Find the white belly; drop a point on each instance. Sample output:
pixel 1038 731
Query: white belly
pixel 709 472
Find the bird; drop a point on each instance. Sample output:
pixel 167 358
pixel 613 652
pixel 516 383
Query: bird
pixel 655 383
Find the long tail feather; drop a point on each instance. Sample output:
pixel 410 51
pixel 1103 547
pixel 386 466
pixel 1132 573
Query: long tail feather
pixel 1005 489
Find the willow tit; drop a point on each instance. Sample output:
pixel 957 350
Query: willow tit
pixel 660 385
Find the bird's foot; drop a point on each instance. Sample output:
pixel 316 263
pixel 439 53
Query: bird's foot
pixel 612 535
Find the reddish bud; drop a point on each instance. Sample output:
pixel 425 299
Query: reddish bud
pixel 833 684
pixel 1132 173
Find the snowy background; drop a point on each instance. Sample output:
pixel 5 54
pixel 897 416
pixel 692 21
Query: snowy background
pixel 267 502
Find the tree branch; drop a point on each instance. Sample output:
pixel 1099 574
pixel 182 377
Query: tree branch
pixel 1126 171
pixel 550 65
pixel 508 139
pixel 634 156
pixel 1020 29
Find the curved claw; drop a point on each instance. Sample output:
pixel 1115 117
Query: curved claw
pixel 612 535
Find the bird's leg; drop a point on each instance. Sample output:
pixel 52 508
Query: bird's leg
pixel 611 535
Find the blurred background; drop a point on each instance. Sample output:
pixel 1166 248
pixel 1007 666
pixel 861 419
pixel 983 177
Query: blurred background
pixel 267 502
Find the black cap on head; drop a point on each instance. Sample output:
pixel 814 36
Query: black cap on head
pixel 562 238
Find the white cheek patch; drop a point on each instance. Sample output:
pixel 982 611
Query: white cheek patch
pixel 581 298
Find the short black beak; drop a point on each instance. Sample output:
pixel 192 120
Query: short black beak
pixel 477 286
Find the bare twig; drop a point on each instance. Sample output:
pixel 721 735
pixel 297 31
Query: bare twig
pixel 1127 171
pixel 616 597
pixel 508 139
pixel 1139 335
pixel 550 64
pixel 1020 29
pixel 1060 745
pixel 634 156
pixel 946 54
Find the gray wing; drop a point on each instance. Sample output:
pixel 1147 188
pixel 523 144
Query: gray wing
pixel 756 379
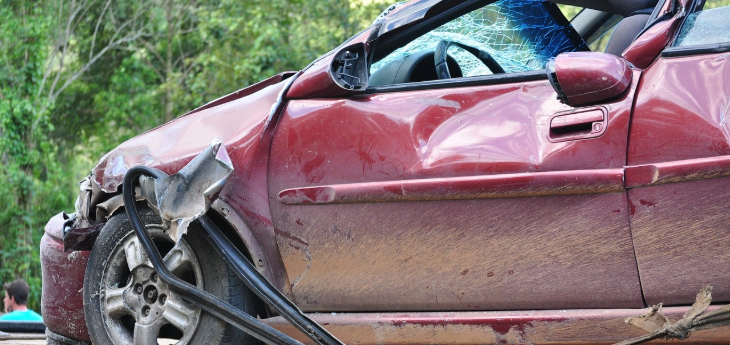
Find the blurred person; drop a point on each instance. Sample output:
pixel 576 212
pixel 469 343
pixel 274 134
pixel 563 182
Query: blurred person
pixel 16 299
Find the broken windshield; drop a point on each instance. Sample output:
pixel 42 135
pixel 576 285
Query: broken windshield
pixel 519 35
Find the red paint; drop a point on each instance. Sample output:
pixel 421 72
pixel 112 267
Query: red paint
pixel 592 77
pixel 531 327
pixel 432 147
pixel 492 191
pixel 474 187
pixel 646 203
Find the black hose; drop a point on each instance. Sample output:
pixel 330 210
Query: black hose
pixel 262 288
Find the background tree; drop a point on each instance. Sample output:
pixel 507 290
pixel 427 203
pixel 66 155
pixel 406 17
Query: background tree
pixel 77 77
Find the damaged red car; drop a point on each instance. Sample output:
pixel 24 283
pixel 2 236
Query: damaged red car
pixel 460 172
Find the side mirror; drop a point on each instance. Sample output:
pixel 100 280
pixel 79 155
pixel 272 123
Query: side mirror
pixel 588 77
pixel 350 68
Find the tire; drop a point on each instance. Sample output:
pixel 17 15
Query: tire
pixel 126 303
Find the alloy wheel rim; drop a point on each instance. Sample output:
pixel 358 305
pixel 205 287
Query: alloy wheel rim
pixel 136 306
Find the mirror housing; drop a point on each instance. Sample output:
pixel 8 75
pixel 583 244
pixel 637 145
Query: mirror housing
pixel 582 78
pixel 341 74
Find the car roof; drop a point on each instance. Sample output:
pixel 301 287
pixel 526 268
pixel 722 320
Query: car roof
pixel 404 13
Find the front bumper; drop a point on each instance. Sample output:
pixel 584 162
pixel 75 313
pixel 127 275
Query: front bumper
pixel 62 303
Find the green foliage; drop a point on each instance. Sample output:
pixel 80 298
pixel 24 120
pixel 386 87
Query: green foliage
pixel 77 78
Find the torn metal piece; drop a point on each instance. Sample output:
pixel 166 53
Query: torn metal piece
pixel 183 197
pixel 83 239
pixel 652 321
pixel 693 320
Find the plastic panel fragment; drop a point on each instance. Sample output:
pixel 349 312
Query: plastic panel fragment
pixel 186 195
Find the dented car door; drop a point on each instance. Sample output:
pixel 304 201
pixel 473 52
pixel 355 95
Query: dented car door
pixel 468 193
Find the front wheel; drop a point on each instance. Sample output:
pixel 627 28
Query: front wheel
pixel 126 303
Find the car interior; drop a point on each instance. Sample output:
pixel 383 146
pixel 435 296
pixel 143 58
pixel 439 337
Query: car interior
pixel 603 25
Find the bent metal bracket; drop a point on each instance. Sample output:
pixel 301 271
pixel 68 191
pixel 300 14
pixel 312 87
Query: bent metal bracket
pixel 185 197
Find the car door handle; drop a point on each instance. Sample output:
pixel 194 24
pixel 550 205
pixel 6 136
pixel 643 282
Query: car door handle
pixel 578 125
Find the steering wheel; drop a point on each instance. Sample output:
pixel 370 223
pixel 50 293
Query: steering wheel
pixel 442 69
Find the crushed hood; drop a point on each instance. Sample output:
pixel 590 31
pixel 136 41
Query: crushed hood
pixel 169 147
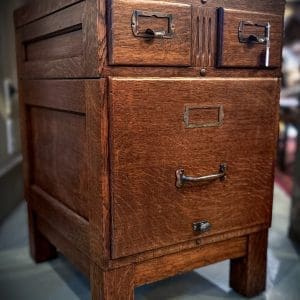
##########
## [Task goal]
Without including the pictures, return each record above exactly as it stands.

## [Response area]
Find the white belly; drop a point on each instance. Sample output:
pixel 1038 731
Query: white belly
pixel 709 472
Find the bird; drop a point on each instance. Sample output:
pixel 167 358
pixel 613 652
pixel 516 383
Query: bird
pixel 655 383
Find the long tail feather; drop a point on each instance. Sample output:
pixel 410 51
pixel 1103 547
pixel 386 466
pixel 1132 573
Query: long tail feather
pixel 1005 489
Find the willow tit; drop a point on each instance. Sample output:
pixel 957 350
Query: willow tit
pixel 660 385
Find the bird's foot; drop a point on each instance. Sample output:
pixel 316 263
pixel 439 53
Query: bird's foot
pixel 612 535
Find the reddish bud; drop a point on each instance. Sample output:
pixel 425 299
Query: reddish bud
pixel 833 684
pixel 1132 173
Find the snowy background; drop a point on each instance. Sample output:
pixel 5 54
pixel 897 416
pixel 692 21
Query: snowy background
pixel 267 502
Find the tree branch; drop a point on each instance. Sample output:
pixel 1099 574
pixel 182 377
Query: tree branch
pixel 1126 171
pixel 550 65
pixel 508 139
pixel 634 156
pixel 1020 29
Find the curved claw; drop a point on each instance. Sample output:
pixel 1115 117
Query: curved claw
pixel 612 535
Find the bird's leg; drop a point on each instance. Sample output:
pixel 52 508
Query: bird's leg
pixel 611 535
Find the blurred background; drop a point on each instance. Sample output:
pixel 1166 248
pixel 1007 666
pixel 861 419
pixel 983 177
Query: blurred background
pixel 267 502
Find the black cap on head; drop a point on each instance. Sample output:
pixel 814 36
Query: black cap on head
pixel 562 238
Find the white cheek patch; drop a point on each instance. Sample output:
pixel 982 611
Query: white cheek patch
pixel 581 298
Find the short black beak; drop a point on each instance. Sample output:
pixel 192 120
Query: short black beak
pixel 477 286
Find the bare twig; drop a point on each instance. Sample output:
pixel 721 735
pixel 297 31
Query: bare twig
pixel 1127 171
pixel 616 597
pixel 508 139
pixel 1139 335
pixel 550 64
pixel 1020 29
pixel 1060 745
pixel 634 156
pixel 946 54
Find the gray wing; drop a point on each instance. Sample output:
pixel 1147 188
pixel 523 144
Query: gray wing
pixel 756 379
Find the blurred person; drop a point on each instance. Sample output:
pixel 576 212
pixel 469 343
pixel 274 134
pixel 563 182
Query: blurred person
pixel 16 299
Find the broken windshield; drop a point on each instance. Sample output:
pixel 42 135
pixel 576 285
Query: broken windshield
pixel 519 35
Find the red paint; drop a point on each instance. Sample output:
pixel 421 72
pixel 112 267
Query: red paint
pixel 592 77
pixel 531 327
pixel 432 147
pixel 492 191
pixel 474 187
pixel 646 203
Find the black hose; drop a point on each instance. Sample output:
pixel 330 210
Query: black hose
pixel 262 288
Find the background tree; drop a point on each instance. Sample output:
pixel 507 290
pixel 427 203
pixel 66 155
pixel 406 17
Query: background tree
pixel 77 77
Find the damaged red car; drop a point on each instance. Sample output:
pixel 24 283
pixel 2 236
Query: damaged red car
pixel 460 172
Find the side mirror; drop a point on each instance. Sample output:
pixel 100 280
pixel 79 155
pixel 272 123
Query: side mirror
pixel 588 77
pixel 350 68
Find the tire; drop a point on each instance. Sample output:
pixel 17 15
Query: tire
pixel 126 303
Find the alloy wheel rim; drop a point on each instance. Sample output:
pixel 358 305
pixel 205 287
Query: alloy wheel rim
pixel 136 306
Find the mirror housing; drop a point on each instance. Sample output:
pixel 8 75
pixel 583 244
pixel 637 145
Query: mirror housing
pixel 582 78
pixel 341 74
Find the car roof; drop a point on each instance. Sample output:
pixel 301 287
pixel 526 268
pixel 722 320
Query: car roof
pixel 404 13
Find the front bumper; drop a point on each instance. Sample output:
pixel 584 162
pixel 75 313
pixel 127 275
Query: front bumper
pixel 62 303
Find the green foliage; drop a point on each instance. Sample output:
pixel 80 298
pixel 24 120
pixel 386 87
Query: green foliage
pixel 77 78
Find the torn metal piece; drop a point on each instance. Sample output:
pixel 166 53
Query: torn metal piece
pixel 183 197
pixel 83 239
pixel 652 321
pixel 693 320
Find the plastic panel fragment; drop a point on each instance. Sample output:
pixel 349 312
Query: plastic panel fragment
pixel 186 195
Find the dented car door; drop a point on each instance. Sample output:
pixel 304 201
pixel 473 52
pixel 355 95
Query: dented car door
pixel 468 193
Find the front wheel; drop a point on each instance. Sample output:
pixel 627 28
Query: front wheel
pixel 126 303
Find the car interior; drop a point on each instance. Sample output:
pixel 383 146
pixel 435 296
pixel 143 58
pixel 439 337
Query: car interior
pixel 603 25
Find the bent metal bracket; drop a point on each instance. Sample output:
pixel 301 271
pixel 68 191
pixel 300 14
pixel 312 87
Query: bent metal bracket
pixel 185 197
Find the car door handle; drop a point on each instance. Sample output:
pixel 194 24
pixel 550 205
pixel 6 136
pixel 643 282
Query: car door handle
pixel 578 125
Find the steering wheel; drop a point on each instance. Sample output:
pixel 370 223
pixel 50 293
Query: steering wheel
pixel 442 69
Find the crushed hood; drop a point on each instance. Sample output:
pixel 590 31
pixel 136 41
Query: crushed hood
pixel 169 147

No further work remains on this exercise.